[Opening Exercise data section]

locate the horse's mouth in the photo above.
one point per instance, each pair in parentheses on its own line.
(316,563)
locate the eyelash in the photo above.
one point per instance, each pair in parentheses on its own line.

[Closing Exercise data section]

## Assignment
All of the material, restated exactly, is the expected result.

## Exercise response
locate the horse's mouth in the photo above.
one point per instance, each pair in parentheses on its own line.
(316,563)
locate the eyelash in the photo above.
one point per instance, each pair in parentheses on its own line.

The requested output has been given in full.